- _PASSAGE SHOWN_
>>>>>

Ever think about changing sabots to the proper size of the bore? Sabots can be a pain in the butt, finding the correct size for you bore. Thats why i like powerbelts or thor conicals.


----------



## frontier gander

Or my favorite load, 300gr Thor conical , 100gr blackhorn209 @ 100 yards.

























Personally, i'd ditch T7 and go with Blackhorn209, It spanks them all IMO.


----------



## ENCORE

Well at least you're starting to show pictures of that $300 rest that you're shooting out of  But, for those that don't know about this specific Caldwell FCX rest......... 

_The Fire Control mechanism is an advanced rest alignment system that is actuated by a "joystick" style control arm. *The Control Arm can be moved in any direction to perfectly align the crosshairs and when it is released it holds the rifle in that exact position*. This precision alignment of crosshairs to target allows the shooter to be perfectly_ _relaxed __when pulling the trigger, unlike conventional rests that require pushing, pulling or leaning into the gun to gain that final bit of alignment. __http://www.midwayusa.com/viewproduct/?productnumber=893697__ or, __http://www.battenfeldtechnologies.com/caldwell/catalog.asp?product=Fire-Control-Full-Length-Rest_

Now, that's good shoot'n frontier gander no doubt. However very few posters are shooting that kind of rest. Granted, most muzzleloading rifles have their "favorite load". However, IMO any "quality muzzleloader" should be able to shoot 1" groups at 100yds and not have to depend on less than perfect bullets to do it. It takes a lot of work and a lot of practice. The debate can and will go on over powerbelt bullets. However, there is so much bad press, bad hunting expierences and poor performance from so many people, they should not be considered a premimum hunting bullet. Not even close......


----------



## frontier gander

ah ha! Now i remember what i was shooting off of! The Site n clean set up. I removed the front support due to it ruining my accuracy. Replaced it with a sock stuffed full of pinto beans.









Blew the 5th shot with the Accura, but man does she love the 250gr Thors.









Most of my shooting these days is off an $80 tack driver bag. I just like to switch things up over time and get used to the recoil.


----------



## ENCORE

Start shoot'n GOOD bullets and you'll do even better

150yd, 3/4".........

_NOTE: I must have been having a good day........:lol:_


----------



## Whitetail Steelie

Have you tried the new hornady FPB they look vary simular to the thor you use, however react quite different uppon impact. As I said below tried them but could not get good groups with my optima pro. I plan on trying a few different powder combos and different ranges. I think part of my problem was starting at to far distance, and a combination of just leaning on the deck railing. Check out this vidio on the FPB.


----------



## ENCORE

Whitetail Steelie said:


> Have you tried the new hornady FPB they look vary simular to the thor you use, however react quite different uppon impact. As I said below tried them but could not get good groups with my optima pro. I plan on trying a few different powder combos and different ranges. I think part of my problem was starting at to far distance, and a combination of just leaning on the deck railing. Check out this vidio on the FPB. YouTube - FPB Product Overview from HornadyÂ®


:sad:....... man I have dial up.........:sad:


----------

<<<<<

- _Object point labels_
>>>>>

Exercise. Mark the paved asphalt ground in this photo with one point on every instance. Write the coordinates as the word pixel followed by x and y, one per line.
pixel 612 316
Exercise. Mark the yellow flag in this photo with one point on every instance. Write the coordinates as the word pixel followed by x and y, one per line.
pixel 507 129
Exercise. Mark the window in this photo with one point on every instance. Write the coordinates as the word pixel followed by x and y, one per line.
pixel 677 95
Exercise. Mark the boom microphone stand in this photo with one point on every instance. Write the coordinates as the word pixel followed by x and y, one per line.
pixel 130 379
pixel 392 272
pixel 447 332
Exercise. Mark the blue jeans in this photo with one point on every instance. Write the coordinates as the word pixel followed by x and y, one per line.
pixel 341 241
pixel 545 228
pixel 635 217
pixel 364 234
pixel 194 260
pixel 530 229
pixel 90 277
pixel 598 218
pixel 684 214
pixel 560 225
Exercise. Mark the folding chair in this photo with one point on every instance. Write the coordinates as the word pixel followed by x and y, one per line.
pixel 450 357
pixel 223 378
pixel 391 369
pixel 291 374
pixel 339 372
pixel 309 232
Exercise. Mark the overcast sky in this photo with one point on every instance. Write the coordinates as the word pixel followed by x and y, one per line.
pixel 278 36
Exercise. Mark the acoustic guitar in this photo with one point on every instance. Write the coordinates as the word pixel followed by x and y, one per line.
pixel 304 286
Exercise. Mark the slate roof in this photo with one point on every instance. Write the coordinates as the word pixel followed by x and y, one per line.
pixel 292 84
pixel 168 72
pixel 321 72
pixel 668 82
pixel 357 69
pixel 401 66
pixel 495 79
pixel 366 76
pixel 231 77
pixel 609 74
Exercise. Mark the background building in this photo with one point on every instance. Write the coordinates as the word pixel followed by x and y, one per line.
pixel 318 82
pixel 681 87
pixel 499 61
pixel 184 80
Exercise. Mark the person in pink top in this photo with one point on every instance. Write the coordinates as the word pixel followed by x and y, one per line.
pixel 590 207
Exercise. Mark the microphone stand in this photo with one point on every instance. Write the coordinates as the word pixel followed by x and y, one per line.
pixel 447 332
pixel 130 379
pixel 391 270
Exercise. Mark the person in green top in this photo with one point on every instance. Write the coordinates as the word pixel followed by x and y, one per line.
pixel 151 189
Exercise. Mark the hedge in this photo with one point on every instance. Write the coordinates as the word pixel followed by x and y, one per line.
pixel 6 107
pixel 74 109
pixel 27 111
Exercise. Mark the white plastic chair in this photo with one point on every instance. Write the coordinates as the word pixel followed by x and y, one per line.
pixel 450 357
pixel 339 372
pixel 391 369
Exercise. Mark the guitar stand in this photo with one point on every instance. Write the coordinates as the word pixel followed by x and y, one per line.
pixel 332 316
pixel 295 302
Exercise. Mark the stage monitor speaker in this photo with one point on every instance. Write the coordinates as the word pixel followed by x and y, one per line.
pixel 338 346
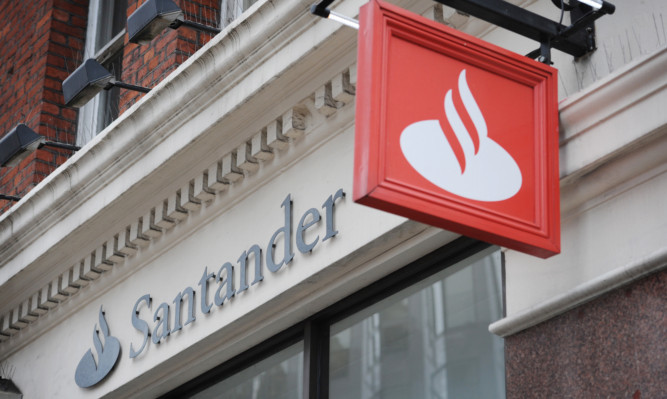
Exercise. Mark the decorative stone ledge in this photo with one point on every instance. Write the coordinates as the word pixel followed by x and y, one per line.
pixel 233 167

<<<<<

- _SHORT TASK A_
In the muzzleloader thread, what did frontier gander use in place of the front support on the Site n clean setup?
- _SHORT TASK B_
Please retype the muzzleloader thread from "Well at least" to "Caldwell FCX rest.........".

- _EXERCISE SOLUTION A_
A sock stuffed full of pinto beans.

- _EXERCISE SOLUTION B_
Well at least you're starting to show pictures of that $300 rest that you're shooting out of  But, for those that don't know about this specific Caldwell FCX rest.........